Records supplied below:

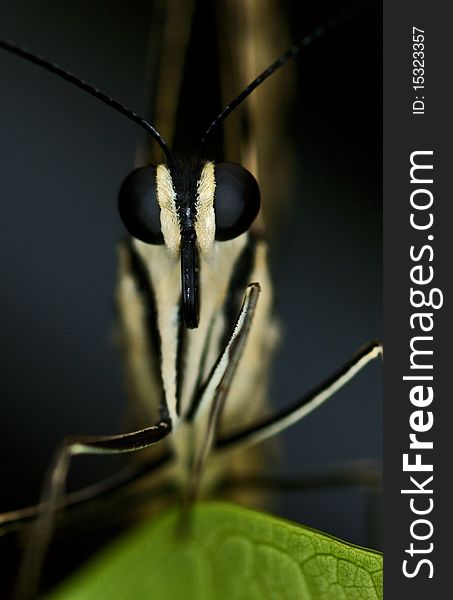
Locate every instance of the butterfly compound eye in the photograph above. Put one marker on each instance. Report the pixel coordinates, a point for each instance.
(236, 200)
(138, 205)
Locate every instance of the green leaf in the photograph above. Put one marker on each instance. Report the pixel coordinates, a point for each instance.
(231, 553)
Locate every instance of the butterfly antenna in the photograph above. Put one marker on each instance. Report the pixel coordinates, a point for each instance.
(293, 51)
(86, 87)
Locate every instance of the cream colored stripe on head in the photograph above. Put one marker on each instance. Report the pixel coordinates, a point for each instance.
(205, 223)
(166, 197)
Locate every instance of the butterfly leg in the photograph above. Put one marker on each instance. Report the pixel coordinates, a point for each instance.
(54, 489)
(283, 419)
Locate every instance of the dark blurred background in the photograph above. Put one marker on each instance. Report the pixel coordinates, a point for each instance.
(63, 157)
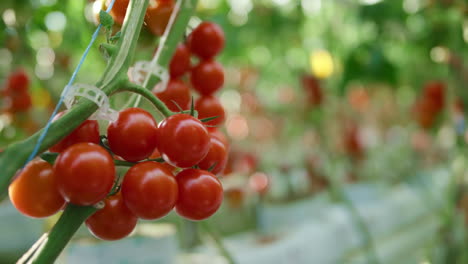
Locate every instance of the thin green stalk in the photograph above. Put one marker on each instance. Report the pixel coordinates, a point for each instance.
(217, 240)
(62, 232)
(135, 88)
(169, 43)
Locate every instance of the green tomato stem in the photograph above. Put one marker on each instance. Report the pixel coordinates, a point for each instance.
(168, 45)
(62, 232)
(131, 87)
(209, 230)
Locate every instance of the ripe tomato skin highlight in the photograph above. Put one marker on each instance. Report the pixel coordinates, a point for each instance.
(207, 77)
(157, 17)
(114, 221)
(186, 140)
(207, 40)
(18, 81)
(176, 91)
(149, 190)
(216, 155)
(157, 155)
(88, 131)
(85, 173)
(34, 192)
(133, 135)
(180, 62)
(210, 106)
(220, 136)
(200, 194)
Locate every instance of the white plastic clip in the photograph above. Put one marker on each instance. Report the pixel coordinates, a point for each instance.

End of Records supplied.
Records supplied below:

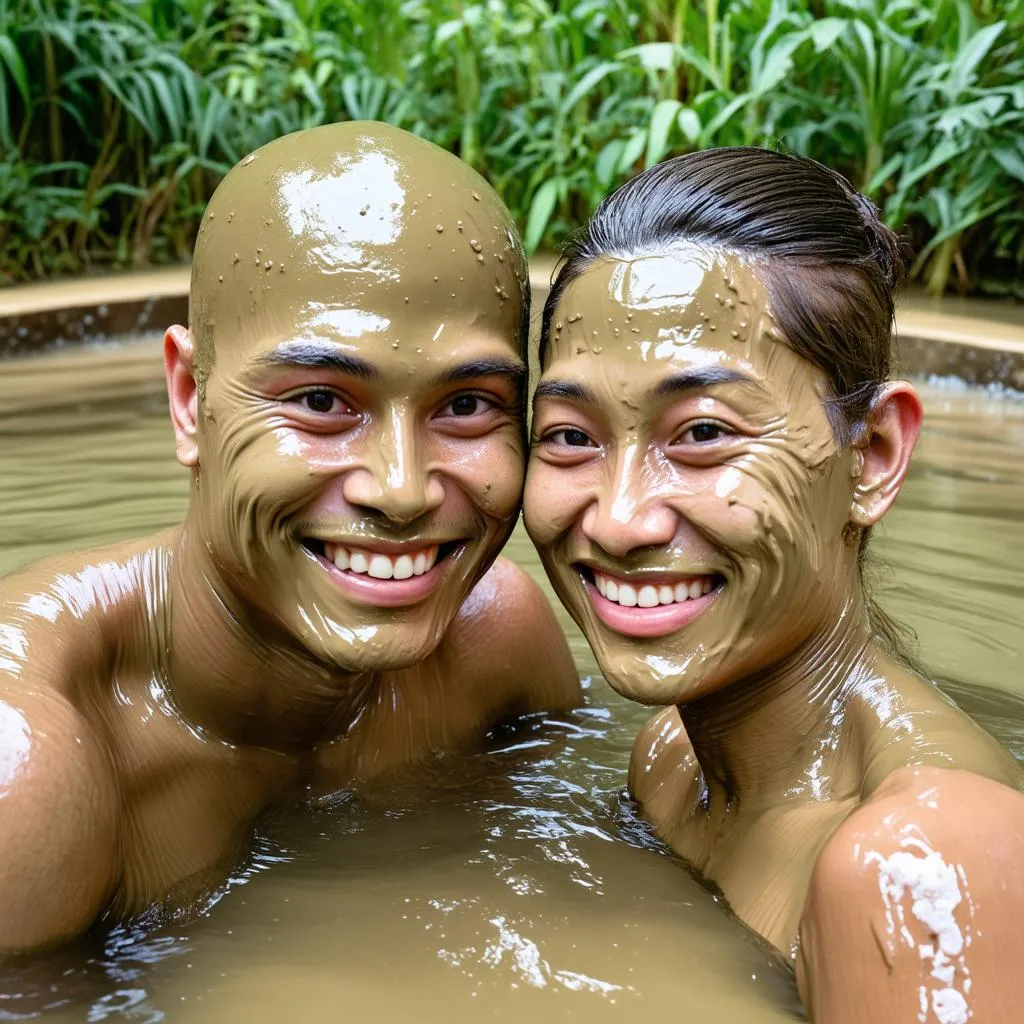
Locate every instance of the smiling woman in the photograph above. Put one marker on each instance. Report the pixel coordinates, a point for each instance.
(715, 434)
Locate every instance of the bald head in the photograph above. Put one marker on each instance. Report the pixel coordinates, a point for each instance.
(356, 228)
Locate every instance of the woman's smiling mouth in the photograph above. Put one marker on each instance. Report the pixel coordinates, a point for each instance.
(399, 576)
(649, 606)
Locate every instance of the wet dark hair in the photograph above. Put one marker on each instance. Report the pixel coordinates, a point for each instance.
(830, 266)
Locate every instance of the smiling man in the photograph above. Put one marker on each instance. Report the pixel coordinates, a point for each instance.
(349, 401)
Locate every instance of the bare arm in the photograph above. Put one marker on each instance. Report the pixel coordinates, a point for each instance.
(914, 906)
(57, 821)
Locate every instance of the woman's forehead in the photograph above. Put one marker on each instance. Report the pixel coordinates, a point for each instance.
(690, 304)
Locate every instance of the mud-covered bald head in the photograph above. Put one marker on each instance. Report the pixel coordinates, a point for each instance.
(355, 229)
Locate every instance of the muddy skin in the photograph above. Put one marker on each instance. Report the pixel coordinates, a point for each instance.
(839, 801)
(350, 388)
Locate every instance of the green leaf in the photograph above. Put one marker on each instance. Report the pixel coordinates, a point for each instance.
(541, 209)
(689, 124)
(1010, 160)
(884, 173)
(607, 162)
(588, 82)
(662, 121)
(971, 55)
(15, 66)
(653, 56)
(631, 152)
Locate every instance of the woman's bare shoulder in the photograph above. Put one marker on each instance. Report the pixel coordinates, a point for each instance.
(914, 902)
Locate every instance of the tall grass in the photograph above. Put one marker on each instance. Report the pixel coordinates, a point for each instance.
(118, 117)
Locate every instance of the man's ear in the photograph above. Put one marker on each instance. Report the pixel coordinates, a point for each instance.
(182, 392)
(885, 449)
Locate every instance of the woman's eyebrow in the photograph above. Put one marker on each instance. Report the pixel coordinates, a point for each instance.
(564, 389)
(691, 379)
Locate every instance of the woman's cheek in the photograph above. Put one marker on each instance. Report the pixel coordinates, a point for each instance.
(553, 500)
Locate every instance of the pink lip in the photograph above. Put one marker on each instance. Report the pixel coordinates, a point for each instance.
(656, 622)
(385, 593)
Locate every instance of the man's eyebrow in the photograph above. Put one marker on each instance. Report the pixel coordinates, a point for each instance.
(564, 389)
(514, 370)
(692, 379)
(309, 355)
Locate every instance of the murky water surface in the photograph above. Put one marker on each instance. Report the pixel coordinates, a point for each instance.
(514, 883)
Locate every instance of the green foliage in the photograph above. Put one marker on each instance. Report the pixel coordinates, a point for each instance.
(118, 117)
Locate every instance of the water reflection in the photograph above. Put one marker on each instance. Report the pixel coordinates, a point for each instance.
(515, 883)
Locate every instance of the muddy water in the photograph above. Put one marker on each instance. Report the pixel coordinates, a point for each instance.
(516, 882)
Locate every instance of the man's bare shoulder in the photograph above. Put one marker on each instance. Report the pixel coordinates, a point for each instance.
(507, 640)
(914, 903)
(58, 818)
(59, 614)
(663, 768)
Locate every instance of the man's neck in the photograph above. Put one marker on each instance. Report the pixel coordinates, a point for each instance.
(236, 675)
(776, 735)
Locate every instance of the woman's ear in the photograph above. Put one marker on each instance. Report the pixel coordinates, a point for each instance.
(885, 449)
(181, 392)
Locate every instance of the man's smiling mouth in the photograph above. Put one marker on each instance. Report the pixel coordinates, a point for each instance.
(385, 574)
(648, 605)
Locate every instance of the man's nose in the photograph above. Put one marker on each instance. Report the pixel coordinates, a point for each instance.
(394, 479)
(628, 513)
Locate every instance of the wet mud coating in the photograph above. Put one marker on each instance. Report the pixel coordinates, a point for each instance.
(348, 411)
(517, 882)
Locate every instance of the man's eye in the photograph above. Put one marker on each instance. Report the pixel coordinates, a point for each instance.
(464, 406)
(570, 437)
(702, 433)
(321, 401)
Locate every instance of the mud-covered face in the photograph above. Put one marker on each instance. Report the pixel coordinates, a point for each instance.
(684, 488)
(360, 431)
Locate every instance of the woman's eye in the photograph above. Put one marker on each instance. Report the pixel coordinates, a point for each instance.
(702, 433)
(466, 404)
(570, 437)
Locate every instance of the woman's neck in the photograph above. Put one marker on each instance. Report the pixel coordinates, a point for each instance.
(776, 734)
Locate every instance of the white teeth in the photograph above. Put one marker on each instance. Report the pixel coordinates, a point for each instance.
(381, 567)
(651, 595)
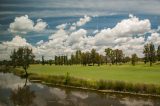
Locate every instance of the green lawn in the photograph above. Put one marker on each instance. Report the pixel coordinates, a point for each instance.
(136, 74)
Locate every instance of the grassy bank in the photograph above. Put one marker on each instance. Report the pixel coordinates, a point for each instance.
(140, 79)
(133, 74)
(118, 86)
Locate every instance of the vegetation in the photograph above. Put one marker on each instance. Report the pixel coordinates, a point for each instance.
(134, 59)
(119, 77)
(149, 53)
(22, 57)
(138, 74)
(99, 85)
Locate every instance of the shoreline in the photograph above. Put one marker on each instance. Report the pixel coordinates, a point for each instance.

End of Records supplied.

Reprint exactly the lines above that start at the one with "Locate every instance of the vegetation" and end at the one with "Locate every instance of the shoreline", keeping both and adding none.

Locate every instance of the vegetation in the photograph above. Put one marker on each instance. Report the pixel coordinates, a point for each instance.
(134, 59)
(119, 77)
(149, 53)
(22, 57)
(138, 74)
(99, 85)
Locate every instance of the shoreline in the photograph above. Put one marker on each instance. Report the pixel coordinates, a point for each instance.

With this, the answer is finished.